**Your goal**
Pull every line with "Precisely" from the data below and copy it.

**Referring expression grounding data**

☆ ☆ ☆ ☆ ☆

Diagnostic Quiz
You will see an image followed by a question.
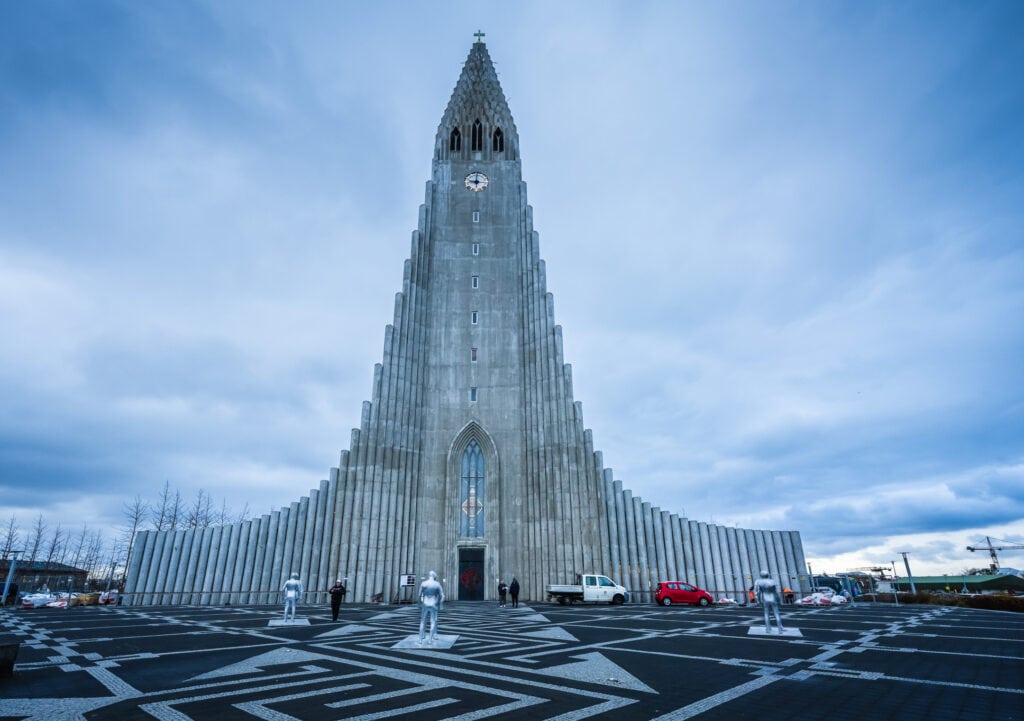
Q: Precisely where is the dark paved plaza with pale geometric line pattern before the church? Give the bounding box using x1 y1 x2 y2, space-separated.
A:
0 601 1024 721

☆ ☆ ☆ ☆ ☆

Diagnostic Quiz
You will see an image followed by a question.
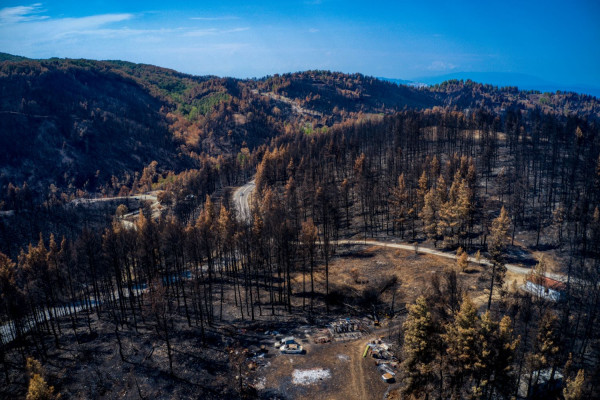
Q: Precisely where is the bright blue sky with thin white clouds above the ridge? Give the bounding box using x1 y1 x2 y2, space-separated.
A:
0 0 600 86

☆ ☆ ☆ ☆ ☆

**Solution for this task**
Q: Precisely where is the dark paved plaza with pale geometric line pattern before the church? Give the bounding box using x1 y1 x2 y2, space-separated.
Q: Precisely where is the bright blue sky with thin white clouds above the ridge? Give the bounding box using x1 y1 x2 y2, space-separated.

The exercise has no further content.